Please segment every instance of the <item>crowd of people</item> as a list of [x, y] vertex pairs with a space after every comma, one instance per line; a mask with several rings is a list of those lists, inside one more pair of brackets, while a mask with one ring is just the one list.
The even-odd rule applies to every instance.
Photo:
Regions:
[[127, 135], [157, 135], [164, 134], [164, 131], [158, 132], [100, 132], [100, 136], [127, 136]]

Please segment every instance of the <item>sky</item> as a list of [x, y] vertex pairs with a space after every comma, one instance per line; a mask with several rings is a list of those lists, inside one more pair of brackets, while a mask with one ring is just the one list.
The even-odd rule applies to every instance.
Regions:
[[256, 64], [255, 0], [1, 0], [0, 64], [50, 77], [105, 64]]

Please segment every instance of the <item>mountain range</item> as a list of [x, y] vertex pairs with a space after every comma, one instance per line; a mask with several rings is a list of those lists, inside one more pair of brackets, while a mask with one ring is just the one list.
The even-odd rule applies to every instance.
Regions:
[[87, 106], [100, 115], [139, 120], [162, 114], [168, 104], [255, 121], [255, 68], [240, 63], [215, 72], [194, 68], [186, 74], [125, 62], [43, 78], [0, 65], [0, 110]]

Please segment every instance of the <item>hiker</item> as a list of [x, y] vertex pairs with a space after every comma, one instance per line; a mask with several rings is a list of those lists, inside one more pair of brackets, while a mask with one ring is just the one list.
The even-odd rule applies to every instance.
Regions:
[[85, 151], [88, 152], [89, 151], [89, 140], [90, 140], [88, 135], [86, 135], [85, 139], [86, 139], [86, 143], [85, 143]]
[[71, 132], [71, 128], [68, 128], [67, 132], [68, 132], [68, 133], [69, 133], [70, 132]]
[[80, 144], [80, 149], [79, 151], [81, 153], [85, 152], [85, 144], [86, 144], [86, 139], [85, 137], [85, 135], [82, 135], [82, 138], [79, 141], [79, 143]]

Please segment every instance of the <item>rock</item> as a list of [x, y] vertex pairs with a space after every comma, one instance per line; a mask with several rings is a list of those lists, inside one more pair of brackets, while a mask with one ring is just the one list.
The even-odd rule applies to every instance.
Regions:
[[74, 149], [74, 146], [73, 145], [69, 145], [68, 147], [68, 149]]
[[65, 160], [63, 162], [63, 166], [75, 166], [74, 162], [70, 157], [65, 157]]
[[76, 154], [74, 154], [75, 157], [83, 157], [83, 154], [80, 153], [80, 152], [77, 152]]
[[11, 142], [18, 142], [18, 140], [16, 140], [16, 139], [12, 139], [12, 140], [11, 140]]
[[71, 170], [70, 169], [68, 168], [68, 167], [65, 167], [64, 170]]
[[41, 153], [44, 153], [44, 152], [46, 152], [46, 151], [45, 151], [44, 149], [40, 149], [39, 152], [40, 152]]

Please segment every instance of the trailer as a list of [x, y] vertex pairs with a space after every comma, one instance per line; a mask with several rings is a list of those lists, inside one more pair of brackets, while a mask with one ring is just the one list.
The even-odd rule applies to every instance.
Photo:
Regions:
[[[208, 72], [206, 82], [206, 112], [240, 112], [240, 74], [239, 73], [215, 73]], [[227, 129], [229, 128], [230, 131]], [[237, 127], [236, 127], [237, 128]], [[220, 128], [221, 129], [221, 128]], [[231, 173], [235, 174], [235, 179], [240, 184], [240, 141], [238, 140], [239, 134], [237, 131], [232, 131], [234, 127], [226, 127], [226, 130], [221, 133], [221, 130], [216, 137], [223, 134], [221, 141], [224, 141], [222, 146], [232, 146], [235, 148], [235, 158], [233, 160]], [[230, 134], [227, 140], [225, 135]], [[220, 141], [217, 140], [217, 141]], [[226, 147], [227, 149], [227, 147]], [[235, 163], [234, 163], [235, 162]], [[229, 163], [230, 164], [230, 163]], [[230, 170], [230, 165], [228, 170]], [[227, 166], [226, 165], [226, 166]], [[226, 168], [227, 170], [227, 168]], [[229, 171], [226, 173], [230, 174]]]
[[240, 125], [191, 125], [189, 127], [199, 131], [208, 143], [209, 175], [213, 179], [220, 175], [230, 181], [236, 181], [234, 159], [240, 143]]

========================

-- Instruction --
Present every line of the material above as a numbered list, skipping the blank lines.

-- Solution for this task --
1. Please segment every instance of the <item>crowd of people</item> as a list of [x, y] vertex pairs with a space after every comma, one instance per line; a mask with several rings is a list of those lists, inside one more pair of brackets, while a mask with one ring is just the one list.
2. The even-odd rule applies to every instance.
3. Photo:
4. Regions:
5. [[127, 135], [157, 135], [164, 134], [164, 131], [158, 132], [100, 132], [100, 136], [127, 136]]
6. Please segment every instance of the <item>sky</item> as a list of [x, y] vertex pairs with a space after every comma, one instance per line; a mask with several rings is a list of those lists, inside one more pair of brackets, while a mask with one ring is just the one list.
7. The even-odd rule applies to every instance.
8. Regions:
9. [[256, 64], [255, 0], [1, 0], [0, 64], [50, 77], [105, 64]]
10. Please segment every instance of the <item>mountain range</item> as a list of [x, y] vertex pairs with a space after every comma, one instance per line; a mask with several rings is a list of those lists, inside one more pair of brackets, while a mask with one ring is just the one list.
11. The even-odd rule applies to every instance.
12. Regions:
13. [[87, 106], [100, 115], [139, 120], [162, 114], [168, 104], [255, 121], [255, 68], [240, 63], [215, 72], [194, 68], [186, 74], [125, 62], [43, 78], [0, 65], [0, 110]]
14. Please segment every instance of the <item>hiker</item> as a list of [x, y] vertex pairs with a space after every comma, one instance per line; a mask with several rings is a list of those lists, inside one more pair of brackets, while a mask with one ring is just the one list.
15. The even-odd rule applies to every instance.
16. Regions:
17. [[85, 151], [88, 152], [89, 151], [89, 140], [90, 140], [88, 135], [86, 135], [85, 139], [86, 139], [86, 143], [85, 143]]
18. [[71, 132], [71, 128], [68, 128], [67, 132], [68, 132], [68, 133], [69, 133], [70, 132]]
19. [[80, 144], [80, 149], [79, 151], [81, 153], [85, 152], [85, 144], [86, 144], [86, 139], [85, 137], [85, 135], [82, 135], [82, 138], [79, 141], [79, 143]]
20. Please segment every instance of the <item>rock</item> as a list of [x, y] vertex pairs with a space after every comma, one instance per line; a mask with several rings is a list of those lists, inside one more pair of brackets, while a mask with one ring is just the one list.
21. The even-odd rule applies to every instance.
22. Regions:
23. [[74, 149], [74, 146], [73, 145], [69, 145], [68, 147], [68, 149]]
24. [[65, 160], [63, 162], [63, 166], [75, 166], [74, 162], [70, 157], [65, 157]]
25. [[76, 154], [74, 154], [75, 157], [83, 157], [83, 154], [80, 153], [80, 152], [77, 152]]
26. [[11, 142], [18, 142], [18, 140], [16, 140], [16, 139], [12, 139], [12, 140], [11, 140]]
27. [[71, 170], [70, 169], [68, 168], [68, 167], [65, 167], [64, 170]]
28. [[41, 153], [44, 153], [44, 152], [46, 152], [46, 151], [45, 151], [44, 149], [40, 149], [39, 152], [40, 152]]
29. Please segment every instance of the trailer as a list of [x, y] vertex pairs with a space after every comma, one instance per line; a mask with several rings is a list of those lists, inside one more pair of brackets, while a mask with one ring is just the one list.
30. The even-odd rule applies to every instance.
31. Photo:
32. Regions:
33. [[[208, 72], [206, 82], [206, 112], [240, 112], [240, 74], [239, 73], [215, 73]], [[227, 129], [229, 128], [230, 131]], [[237, 127], [236, 127], [237, 128]], [[220, 128], [221, 129], [221, 128]], [[231, 173], [235, 174], [235, 179], [240, 184], [240, 141], [238, 140], [239, 134], [237, 131], [232, 131], [234, 127], [226, 127], [226, 130], [221, 133], [221, 130], [216, 137], [223, 134], [221, 141], [224, 141], [222, 146], [232, 146], [235, 148], [235, 158], [233, 160]], [[230, 134], [227, 140], [225, 135]], [[220, 141], [217, 140], [217, 141]], [[226, 147], [227, 149], [227, 147]], [[235, 163], [234, 163], [235, 162]], [[229, 163], [230, 164], [230, 163]], [[230, 170], [230, 165], [228, 170]], [[227, 166], [226, 165], [226, 166]], [[226, 168], [227, 170], [227, 168]], [[229, 171], [226, 173], [230, 174]]]
34. [[240, 125], [191, 125], [189, 127], [199, 131], [208, 143], [209, 175], [213, 179], [220, 175], [230, 181], [236, 181], [234, 159], [240, 143]]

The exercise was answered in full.